Zu einem richtigen Fernsehabend im Hause Budak gehört ein Becher Eis. Timur Budak geht also los zum Edeka im Alten Postamt am Hauptbahnhof. Der Weg dorthin ist von seiner Wohnung aus nicht weit. Es ist fast schon ein Ritual: Budak stellt sich vor die Kühltruhe und lässt den Blick schweifen. Beim Eis von 94 Icemen bleibt sein Auge hängen. Worauf haben er und seine Frau diesmal Appetit? Schokoladeneis mit Dattelstücken und gerösteten Kakaobohnen? Vielleicht veganes Erdbeer-Granatapfelsorbet mit frischen Granatapfelkernen? Oder doch lieber Vanillecreme mit Kurkuma und gerösteten Cashewkernen? Vermutlich greift Budak zum Vanille-Becher – seinem Lieblingseis. Er geht zur Kasse und bezahlt 4,99 Euro. Nun ist alles vorbereitet für einen schönen Fernsehabend.

◆ ◆ ◆ ◆ ◆ ◆ ◆

#### [Zu erledigende Aufgaben]
[1] Beantworte diese Fragen zum Textauszug:
(a) In welchem Geschäft kauft Timur Budak das Eis?
(b) Zu welchem Becher greift Budak vermutlich, und wie wird dieser im Text bezeichnet?
(c) Wie viel bezahlt er an der Kasse?
[2] Gib aus dem Textauszug die Stelle zwischen „Zu einem richtigen“ und „einen schönen Fernsehabend.“ einschließlich dieser Wörter unverändert wieder.
Stütze dich dabei nur auf den Textauszug.

#### [Vorliegendes Material]
◆ ◆ ◆ ◆ ◆ ◆ ◆

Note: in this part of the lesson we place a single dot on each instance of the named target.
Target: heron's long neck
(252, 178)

◆ ◆ ◆ ◆ ◆ ◆ ◆

#### [Lösungen zur Übung]
[1]
(a) Im Edeka im Alten Postamt am Hauptbahnhof.
(b) Zum Vanille-Becher, der als sein Lieblingseis bezeichnet wird.
(c) 4,99 Euro.

[2]
Zu einem richtigen Fernsehabend im Hause Budak gehört ein Becher Eis. Timur Budak geht also los zum Edeka im Alten Postamt am Hauptbahnhof. Der Weg dorthin ist von seiner Wohnung aus nicht weit. Es ist fast schon ein Ritual: Budak stellt sich vor die Kühltruhe und lässt den Blick schweifen. Beim Eis von 94 Icemen bleibt sein Auge hängen. Worauf haben er und seine Frau diesmal Appetit? Schokoladeneis mit Dattelstücken und gerösteten Kakaobohnen? Vielleicht veganes Erdbeer-Granatapfelsorbet mit frischen Granatapfelkernen? Oder doch lieber Vanillecreme mit Kurkuma und gerösteten Cashewkernen? Vermutlich greift Budak zum Vanille-Becher – seinem Lieblingseis. Er geht zur Kasse und bezahlt 4,99 Euro. Nun ist alles vorbereitet für einen schönen Fernsehabend.